[Selection]:

As the Islamic Method [al-Minhāj an-Nabawi] is a practical plan for the revivalist, societal project proposed by Imam Abdessalam Yassine, it forms into a general network of basic and subsidiary concepts that analyze and explain the details and lineaments of his reformist project.

In this column, the Methodic Concepts [al-Mafāhīm al-Minhājiya] drawn from Imam Yassine’s terminology are explained to the readers for the purpose of initiation.

·         Islam

·         The Affluents of Imān

·         Ihsān

·         Method [Minhāj]

·         Jihad

·         Caliphate

·         Fitna

·         Rightly Guided Caliphs

·         Mujahid

·         Uprising [Qawma]

 

·         Innateness

·         Education

·         Mumin

·         Ignorance and Violence

·         Jihad vs. Stuggle

·         Mutual Consultation

·         Knowledge and Science

·         Mordacious Rule

·         Tyrannical Rule

·         Companionship and Community


Caliphate

Caliphate [al-khilāfa] means the system of government based on the choice of the people. It differs from the western democratic systems of governments in the sources of its laws. While western democracies rely on man-made, positive laws, the Islamic system of government draws its laws from the Qur’ān and the sunna, using the tool of ijtihad to adapt their universal prescriptions to the ever-changing realities or, in short, to adapt the text to the context. The leader of this system is called caliph. He draws his legitimacy from the free choice of the people. Unfortunately, despotic rulers as of Yazīd son of Mu’āwiya misused this noble epithet to legitimate their illegitimate rule. As a matter of fact, Mu’āwiya, fully aware of the distinction between caliphate and monarchy, honestly declared that he was the last of caliphs and the first of kings.

Rightly Guided Caliphs

The epithet “Rightly Guided Caliphs” names exclusively the first four successors of the Prophet (God bless him and grant him peace), namely Abu Bakr, ‘Umar, ‘Uthman and ‘Ali (God bless them all). They were called Rightly Guided because they were elected and accepted by the community through the process of shūra [deliberative consultation between the rulers and the ruled], however various may have been its forms in their election. In contrast, the rulers who followed them called themselves arbitrarily “caliphs” with a view to maintaining the illusion that they had been elected by the community. Even as the Prophet (God bless him and grant him peace) named his four successors as Rightly Guided Caliphs in one of his premonitory hadiths, so too he stigmatized the “false caliphs” as kings, with all the pejorative connotations that this term bears. In Islam, the title “king” refers to any one who has usurped power without yielding to the principle of shūra, whose most deciding agent is the free choice of the people.

Mordacious Rule

By Mordacious Rule [al-Mulk al-‘Ād] is meant that system of government based on hereditary power. The despotic ruler dies and hands over power to his son or relative. Such rule characterized the Umayyad, the Abbasid, and the subsequent dynasties that had ruled the umma (the then-united Muslim community) against its will until the Ottoman rule. Those rulers were despotic yet generally never expressed antagonistic sentiments against Islam.

[Entries on locating named things]
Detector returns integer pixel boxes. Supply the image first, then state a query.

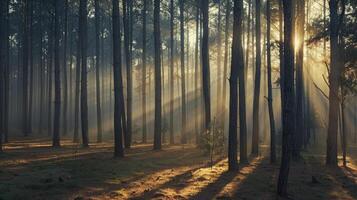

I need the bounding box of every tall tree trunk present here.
[52,1,61,147]
[38,0,46,135]
[278,0,284,116]
[79,0,89,147]
[326,0,341,166]
[47,16,55,136]
[238,3,248,163]
[292,0,306,160]
[278,1,296,196]
[341,99,347,167]
[22,0,31,136]
[216,1,223,120]
[3,0,10,143]
[154,0,161,150]
[201,0,211,131]
[141,0,147,143]
[228,0,244,171]
[112,0,124,157]
[221,0,231,134]
[73,25,81,143]
[27,1,34,134]
[0,1,6,153]
[62,0,69,135]
[122,0,133,148]
[170,0,175,144]
[266,0,276,163]
[193,2,200,145]
[180,0,187,144]
[94,0,103,143]
[252,0,261,156]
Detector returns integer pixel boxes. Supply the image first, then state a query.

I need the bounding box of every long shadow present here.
[186,159,265,200]
[130,159,227,200]
[327,167,357,199]
[0,144,211,199]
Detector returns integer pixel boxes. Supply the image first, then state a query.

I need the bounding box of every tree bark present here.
[266,0,276,163]
[201,0,211,131]
[154,0,161,150]
[228,0,244,171]
[292,0,306,160]
[142,0,147,143]
[122,0,133,148]
[326,0,341,166]
[79,0,89,147]
[62,0,69,135]
[112,0,124,157]
[52,1,61,147]
[278,1,296,196]
[180,0,187,144]
[252,0,261,156]
[94,0,103,143]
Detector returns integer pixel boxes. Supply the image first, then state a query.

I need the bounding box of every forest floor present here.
[0,139,357,200]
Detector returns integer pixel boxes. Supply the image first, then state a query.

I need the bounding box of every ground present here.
[0,139,357,200]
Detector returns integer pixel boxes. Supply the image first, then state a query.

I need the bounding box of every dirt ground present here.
[0,139,357,200]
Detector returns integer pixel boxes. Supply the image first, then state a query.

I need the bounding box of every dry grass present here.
[0,139,357,200]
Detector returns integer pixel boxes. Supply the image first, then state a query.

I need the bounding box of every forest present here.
[0,0,357,200]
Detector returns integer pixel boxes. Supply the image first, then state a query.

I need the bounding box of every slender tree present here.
[154,0,161,150]
[52,1,61,147]
[73,20,81,143]
[142,0,147,143]
[228,0,244,171]
[266,0,276,163]
[201,0,211,131]
[278,1,296,196]
[94,0,103,142]
[326,0,341,166]
[112,0,124,157]
[79,0,89,147]
[170,0,175,144]
[22,0,31,136]
[252,0,261,156]
[292,0,306,160]
[62,0,69,135]
[180,0,187,144]
[221,0,231,133]
[122,0,133,148]
[193,1,200,144]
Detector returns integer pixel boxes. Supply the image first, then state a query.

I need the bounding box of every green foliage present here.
[199,120,227,157]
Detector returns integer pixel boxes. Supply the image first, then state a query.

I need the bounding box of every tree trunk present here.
[216,1,223,120]
[193,2,200,145]
[266,0,276,163]
[62,0,69,135]
[52,1,61,147]
[73,23,81,143]
[252,0,261,156]
[326,0,341,166]
[154,0,161,150]
[122,0,133,148]
[22,0,31,136]
[112,0,124,157]
[94,0,103,143]
[278,1,296,196]
[228,0,244,171]
[79,0,89,147]
[292,0,306,160]
[142,0,147,143]
[170,0,175,144]
[201,0,211,131]
[221,1,231,134]
[180,0,187,144]
[47,16,55,136]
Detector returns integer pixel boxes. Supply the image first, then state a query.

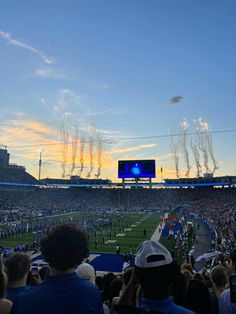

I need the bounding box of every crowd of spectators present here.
[0,224,236,314]
[0,188,236,314]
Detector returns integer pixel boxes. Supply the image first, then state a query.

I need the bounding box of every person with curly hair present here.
[0,256,12,314]
[11,224,103,314]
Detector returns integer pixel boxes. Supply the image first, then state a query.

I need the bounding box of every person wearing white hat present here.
[75,263,110,314]
[115,240,194,314]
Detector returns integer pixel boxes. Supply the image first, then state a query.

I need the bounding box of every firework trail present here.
[95,131,102,178]
[170,128,179,178]
[70,126,79,176]
[86,126,96,178]
[198,118,218,173]
[207,133,219,173]
[59,120,70,178]
[78,130,85,176]
[190,138,201,178]
[180,118,191,177]
[196,118,210,173]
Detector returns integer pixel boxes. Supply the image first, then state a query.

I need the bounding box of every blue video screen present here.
[118,160,156,178]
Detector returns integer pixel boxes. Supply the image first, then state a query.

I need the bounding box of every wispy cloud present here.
[0,30,55,64]
[32,67,65,80]
[112,144,156,154]
[170,96,183,105]
[86,109,125,116]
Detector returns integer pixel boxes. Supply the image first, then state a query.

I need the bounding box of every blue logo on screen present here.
[131,164,141,177]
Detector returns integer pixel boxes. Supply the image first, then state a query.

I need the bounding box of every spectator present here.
[185,279,211,314]
[5,253,31,302]
[39,265,50,281]
[11,224,103,314]
[0,256,12,314]
[219,248,236,314]
[75,263,110,314]
[210,266,228,314]
[116,240,194,314]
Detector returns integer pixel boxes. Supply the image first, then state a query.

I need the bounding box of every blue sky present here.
[0,0,236,179]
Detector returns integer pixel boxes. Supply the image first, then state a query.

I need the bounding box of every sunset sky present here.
[0,0,236,181]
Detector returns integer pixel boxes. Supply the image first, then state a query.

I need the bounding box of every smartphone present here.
[31,267,39,276]
[229,275,236,303]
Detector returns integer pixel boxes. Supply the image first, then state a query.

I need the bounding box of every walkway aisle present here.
[193,221,212,271]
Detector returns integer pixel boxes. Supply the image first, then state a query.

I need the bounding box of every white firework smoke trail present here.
[86,127,96,178]
[170,127,179,178]
[70,126,79,176]
[180,118,191,177]
[95,131,102,178]
[190,138,201,178]
[197,118,210,173]
[198,118,218,173]
[59,120,70,178]
[78,130,85,176]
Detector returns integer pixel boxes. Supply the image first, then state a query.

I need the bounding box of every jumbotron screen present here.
[118,160,156,178]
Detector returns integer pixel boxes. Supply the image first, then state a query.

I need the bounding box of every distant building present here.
[0,148,38,184]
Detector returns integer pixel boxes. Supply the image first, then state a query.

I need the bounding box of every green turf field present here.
[90,213,160,253]
[0,213,189,262]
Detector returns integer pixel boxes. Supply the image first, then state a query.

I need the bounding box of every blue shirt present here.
[140,297,195,314]
[6,286,30,302]
[11,273,103,314]
[219,289,236,314]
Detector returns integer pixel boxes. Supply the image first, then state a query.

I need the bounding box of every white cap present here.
[75,263,96,283]
[134,240,172,268]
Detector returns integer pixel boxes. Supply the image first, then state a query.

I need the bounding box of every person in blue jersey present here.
[11,224,103,314]
[115,240,194,314]
[5,253,31,302]
[219,248,236,314]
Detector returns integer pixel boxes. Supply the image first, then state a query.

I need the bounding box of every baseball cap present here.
[75,263,96,283]
[134,240,172,268]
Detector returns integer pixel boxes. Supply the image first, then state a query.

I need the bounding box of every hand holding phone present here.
[229,274,236,303]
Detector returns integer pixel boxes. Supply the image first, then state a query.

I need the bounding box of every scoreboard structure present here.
[118,159,156,184]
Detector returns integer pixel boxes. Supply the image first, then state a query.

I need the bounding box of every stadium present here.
[0,0,236,314]
[0,148,236,312]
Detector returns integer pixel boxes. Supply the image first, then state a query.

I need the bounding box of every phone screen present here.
[230,275,236,303]
[31,267,39,276]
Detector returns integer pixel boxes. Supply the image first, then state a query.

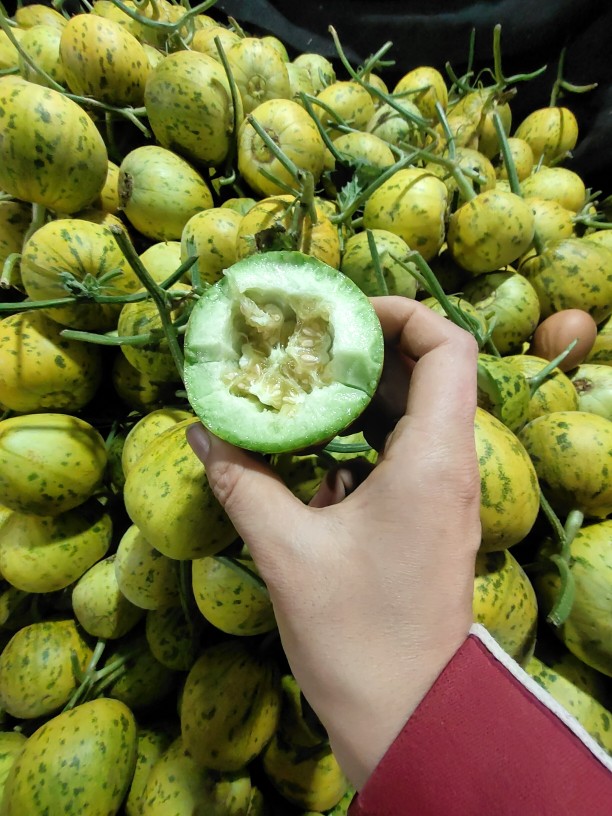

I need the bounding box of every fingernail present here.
[185,423,210,459]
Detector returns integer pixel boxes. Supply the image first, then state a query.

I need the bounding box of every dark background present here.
[213,0,612,194]
[5,0,612,194]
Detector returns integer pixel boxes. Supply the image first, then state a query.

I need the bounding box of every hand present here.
[188,297,480,789]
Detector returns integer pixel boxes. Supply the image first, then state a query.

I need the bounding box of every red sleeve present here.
[349,626,612,816]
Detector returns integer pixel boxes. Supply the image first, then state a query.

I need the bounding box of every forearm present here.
[349,626,612,816]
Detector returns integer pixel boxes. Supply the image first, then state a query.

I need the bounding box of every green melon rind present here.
[185,252,384,453]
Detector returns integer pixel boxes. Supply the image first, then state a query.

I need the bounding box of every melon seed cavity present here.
[225,290,333,414]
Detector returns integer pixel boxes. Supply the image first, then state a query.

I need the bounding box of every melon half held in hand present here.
[185,252,384,453]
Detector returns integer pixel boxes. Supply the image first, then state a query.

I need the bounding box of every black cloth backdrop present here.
[211,0,612,195]
[4,0,612,195]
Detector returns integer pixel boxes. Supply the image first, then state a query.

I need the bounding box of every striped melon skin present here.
[0,698,136,816]
[0,618,92,719]
[472,550,538,663]
[534,519,612,677]
[525,657,612,754]
[0,413,108,516]
[60,14,150,107]
[123,419,236,560]
[519,411,612,519]
[519,238,612,323]
[181,639,281,772]
[145,51,243,167]
[0,76,108,213]
[474,408,540,551]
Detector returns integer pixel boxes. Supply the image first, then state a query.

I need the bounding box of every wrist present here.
[322,632,467,790]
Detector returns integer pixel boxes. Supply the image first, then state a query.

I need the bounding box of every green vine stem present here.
[527,338,578,397]
[213,37,241,184]
[0,252,21,289]
[23,204,47,245]
[329,150,421,224]
[366,230,389,295]
[328,26,436,138]
[493,111,544,255]
[112,0,217,35]
[109,224,185,380]
[549,48,597,108]
[540,491,584,627]
[62,639,106,711]
[493,23,548,90]
[391,250,488,348]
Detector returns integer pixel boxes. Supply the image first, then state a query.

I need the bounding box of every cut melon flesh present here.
[185,252,383,453]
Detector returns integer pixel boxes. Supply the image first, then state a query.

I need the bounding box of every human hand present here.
[187,297,480,789]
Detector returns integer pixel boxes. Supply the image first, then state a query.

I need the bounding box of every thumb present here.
[186,423,306,560]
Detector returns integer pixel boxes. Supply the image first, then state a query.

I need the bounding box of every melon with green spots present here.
[101,632,177,716]
[363,167,448,260]
[472,550,538,663]
[0,698,136,816]
[570,363,612,420]
[0,618,92,719]
[504,354,578,422]
[534,519,612,677]
[121,406,193,475]
[119,146,213,241]
[0,76,108,213]
[0,499,113,593]
[519,411,612,519]
[138,737,252,816]
[123,419,237,560]
[474,408,540,551]
[446,189,535,275]
[525,657,612,754]
[521,167,587,214]
[180,639,281,771]
[72,554,145,640]
[192,555,276,636]
[115,524,179,609]
[124,724,176,816]
[0,413,107,516]
[340,229,418,298]
[514,105,578,165]
[0,310,102,413]
[145,606,200,672]
[19,23,66,88]
[519,238,612,323]
[0,731,27,802]
[476,353,530,432]
[111,351,180,414]
[585,318,612,366]
[21,218,141,331]
[278,674,329,748]
[181,207,242,283]
[0,201,32,289]
[145,51,244,167]
[60,14,150,107]
[462,270,540,355]
[261,732,349,811]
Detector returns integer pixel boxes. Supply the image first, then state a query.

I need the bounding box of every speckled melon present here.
[475,408,540,551]
[60,13,150,107]
[472,550,538,663]
[0,618,92,719]
[181,638,281,771]
[0,413,107,516]
[0,76,108,213]
[0,698,136,816]
[123,419,236,559]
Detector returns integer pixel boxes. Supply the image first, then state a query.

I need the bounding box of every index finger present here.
[372,296,478,432]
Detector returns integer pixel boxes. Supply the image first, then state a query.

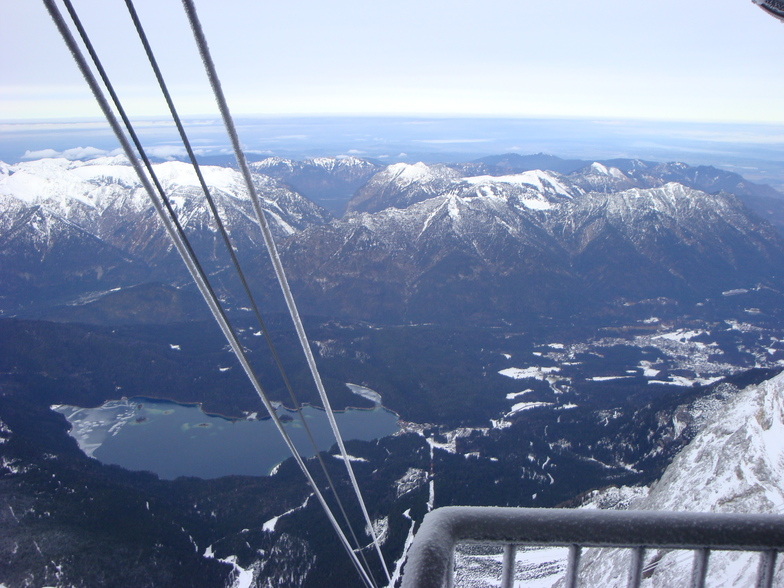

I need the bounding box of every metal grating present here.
[402,506,784,588]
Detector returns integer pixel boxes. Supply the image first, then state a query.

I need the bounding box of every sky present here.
[0,0,784,123]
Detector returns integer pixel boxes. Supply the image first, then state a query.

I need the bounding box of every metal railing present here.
[402,506,784,588]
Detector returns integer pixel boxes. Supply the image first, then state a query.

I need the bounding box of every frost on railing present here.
[402,507,784,588]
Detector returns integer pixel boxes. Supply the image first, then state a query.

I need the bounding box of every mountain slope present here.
[581,374,784,587]
[0,158,331,311]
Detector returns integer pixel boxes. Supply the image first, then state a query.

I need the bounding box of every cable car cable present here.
[118,0,382,580]
[182,0,391,580]
[42,0,374,586]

[Required task]:
In the glossary of methodic concepts, which four successors of the Prophet does the epithet "Rightly Guided Caliphs" name?

[Correct output]:
Abu Bakr, ‘Umar, ‘Uthman and ‘Ali.